Would you please return the lines of the entries below starting at the line that has "it: point(96, 111)." and ending at the line that has "it: point(93, 210).", both included, exactly as they are?
-------- Data for this exercise
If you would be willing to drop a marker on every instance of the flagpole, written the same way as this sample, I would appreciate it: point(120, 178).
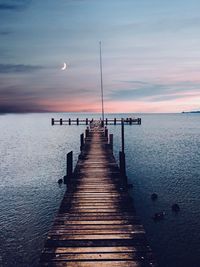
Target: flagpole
point(101, 74)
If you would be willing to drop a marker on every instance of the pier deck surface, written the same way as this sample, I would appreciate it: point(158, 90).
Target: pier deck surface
point(96, 224)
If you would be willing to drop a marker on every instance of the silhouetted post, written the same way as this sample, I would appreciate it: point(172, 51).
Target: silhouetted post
point(111, 141)
point(106, 132)
point(122, 166)
point(87, 132)
point(122, 134)
point(122, 159)
point(69, 168)
point(82, 141)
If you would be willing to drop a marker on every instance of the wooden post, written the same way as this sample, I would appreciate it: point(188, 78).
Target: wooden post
point(69, 168)
point(87, 132)
point(111, 141)
point(122, 134)
point(106, 132)
point(82, 141)
point(122, 166)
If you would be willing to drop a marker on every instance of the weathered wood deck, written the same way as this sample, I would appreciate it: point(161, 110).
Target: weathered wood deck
point(96, 224)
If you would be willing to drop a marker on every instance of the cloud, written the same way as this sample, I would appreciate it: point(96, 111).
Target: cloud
point(14, 5)
point(14, 100)
point(4, 32)
point(155, 92)
point(18, 68)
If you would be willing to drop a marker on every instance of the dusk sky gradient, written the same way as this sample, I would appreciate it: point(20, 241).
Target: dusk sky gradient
point(150, 48)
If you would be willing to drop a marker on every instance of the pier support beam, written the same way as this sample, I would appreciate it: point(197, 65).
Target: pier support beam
point(106, 132)
point(122, 166)
point(69, 174)
point(87, 132)
point(82, 141)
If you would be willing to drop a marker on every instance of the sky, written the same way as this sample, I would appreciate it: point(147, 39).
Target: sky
point(150, 55)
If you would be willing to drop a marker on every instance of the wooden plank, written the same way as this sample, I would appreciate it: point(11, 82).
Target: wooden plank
point(96, 224)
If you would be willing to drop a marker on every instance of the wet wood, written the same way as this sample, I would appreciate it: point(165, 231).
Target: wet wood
point(96, 224)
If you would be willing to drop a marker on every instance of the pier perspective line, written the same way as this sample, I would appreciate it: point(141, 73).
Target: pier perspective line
point(96, 224)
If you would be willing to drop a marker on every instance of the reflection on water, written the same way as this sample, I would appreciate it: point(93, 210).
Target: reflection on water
point(163, 156)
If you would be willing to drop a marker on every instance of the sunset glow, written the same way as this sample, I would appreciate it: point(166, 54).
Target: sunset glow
point(151, 58)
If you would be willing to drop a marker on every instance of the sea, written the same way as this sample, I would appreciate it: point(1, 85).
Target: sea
point(162, 156)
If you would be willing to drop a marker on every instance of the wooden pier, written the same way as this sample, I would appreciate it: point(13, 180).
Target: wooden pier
point(96, 224)
point(86, 121)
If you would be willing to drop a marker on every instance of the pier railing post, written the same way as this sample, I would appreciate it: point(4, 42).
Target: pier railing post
point(122, 134)
point(69, 168)
point(111, 141)
point(87, 132)
point(106, 132)
point(122, 158)
point(82, 141)
point(122, 166)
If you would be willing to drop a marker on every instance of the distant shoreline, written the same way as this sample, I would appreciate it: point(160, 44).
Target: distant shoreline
point(198, 111)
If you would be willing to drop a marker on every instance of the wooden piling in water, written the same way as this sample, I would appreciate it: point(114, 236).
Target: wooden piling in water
point(111, 141)
point(69, 169)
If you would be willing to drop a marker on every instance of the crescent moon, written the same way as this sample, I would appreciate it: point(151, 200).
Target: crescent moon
point(64, 67)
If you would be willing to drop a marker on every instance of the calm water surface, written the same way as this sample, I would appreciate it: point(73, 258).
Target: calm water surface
point(163, 156)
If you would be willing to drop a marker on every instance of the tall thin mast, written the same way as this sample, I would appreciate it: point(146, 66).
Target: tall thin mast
point(102, 105)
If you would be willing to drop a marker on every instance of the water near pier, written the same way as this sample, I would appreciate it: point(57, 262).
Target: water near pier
point(163, 156)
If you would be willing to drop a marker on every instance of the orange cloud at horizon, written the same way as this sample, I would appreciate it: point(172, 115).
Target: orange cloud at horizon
point(188, 102)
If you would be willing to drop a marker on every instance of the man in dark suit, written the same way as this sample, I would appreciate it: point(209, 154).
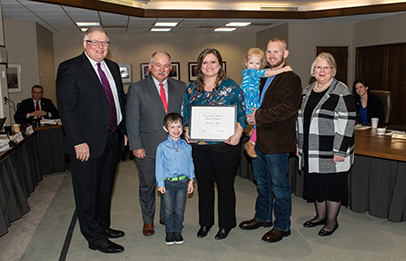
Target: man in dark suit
point(36, 107)
point(91, 103)
point(148, 101)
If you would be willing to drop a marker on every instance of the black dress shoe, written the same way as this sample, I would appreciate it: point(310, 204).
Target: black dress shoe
point(254, 224)
point(108, 248)
point(112, 233)
point(324, 233)
point(313, 224)
point(203, 231)
point(223, 233)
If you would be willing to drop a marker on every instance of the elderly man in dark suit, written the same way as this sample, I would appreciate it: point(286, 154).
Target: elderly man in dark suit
point(36, 107)
point(91, 103)
point(148, 101)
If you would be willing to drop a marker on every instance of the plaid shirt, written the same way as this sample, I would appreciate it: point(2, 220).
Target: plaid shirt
point(331, 130)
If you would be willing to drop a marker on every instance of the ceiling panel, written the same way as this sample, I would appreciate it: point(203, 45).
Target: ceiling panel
point(59, 18)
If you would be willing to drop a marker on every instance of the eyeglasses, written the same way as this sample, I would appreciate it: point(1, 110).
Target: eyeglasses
point(326, 68)
point(96, 43)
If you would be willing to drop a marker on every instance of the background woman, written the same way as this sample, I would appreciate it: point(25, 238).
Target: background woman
point(325, 137)
point(368, 105)
point(215, 161)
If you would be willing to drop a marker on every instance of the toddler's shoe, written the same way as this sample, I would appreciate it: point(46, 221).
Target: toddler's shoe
point(169, 240)
point(250, 149)
point(178, 238)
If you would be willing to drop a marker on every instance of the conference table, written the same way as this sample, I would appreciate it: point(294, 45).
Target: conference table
point(377, 180)
point(19, 175)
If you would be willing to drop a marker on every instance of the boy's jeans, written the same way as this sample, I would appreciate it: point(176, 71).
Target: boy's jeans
point(174, 201)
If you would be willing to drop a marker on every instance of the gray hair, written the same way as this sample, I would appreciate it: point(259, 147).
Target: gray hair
point(151, 61)
point(94, 29)
point(329, 58)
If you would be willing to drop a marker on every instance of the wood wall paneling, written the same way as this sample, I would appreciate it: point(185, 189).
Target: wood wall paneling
point(383, 67)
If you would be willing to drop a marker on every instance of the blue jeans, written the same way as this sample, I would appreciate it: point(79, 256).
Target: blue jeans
----------------
Answer to the exercise:
If you would be willing to drop a marker on every instance of the cloud, written the same way as this sample, I would appreciate it: point(96, 111).
Target: cloud
point(14, 5)
point(14, 100)
point(4, 32)
point(155, 92)
point(18, 68)
If you would be willing to drop a marker on every instance of the dusk sky gradient, written the same way as this sample, I would appreciate it: point(20, 241).
Target: dusk sky gradient
point(150, 48)
If you would be willing to drop a marker on every instance of the pier support beam, written the same way as this sample, I would appreciate it: point(197, 65).
Target: pier support beam
point(106, 132)
point(122, 166)
point(69, 174)
point(87, 132)
point(82, 141)
If you would be willing to drop a marker on every instance of the sky, written the same way as this sample, I would appreciate it: point(147, 39).
Target: sky
point(150, 55)
If you would be willing to drop a marker on every instance of the wooden plank, written the same way as this sample, I would appreciate it: point(11, 82).
Target: wooden plank
point(96, 224)
If you would be willing to drop a marker on every instance of the wet wood, written the same way as this sample, I would appreciate it: point(165, 231).
Target: wet wood
point(96, 224)
If you would be willing to drop a marker on every instance of the pier perspective line, written the same way as this sample, I would appreciate it: point(141, 73).
Target: pier perspective line
point(96, 224)
If you would be willing to drop a marker on every instance of the reflection on water, written the same way as this sample, I would appreciate it: point(93, 210).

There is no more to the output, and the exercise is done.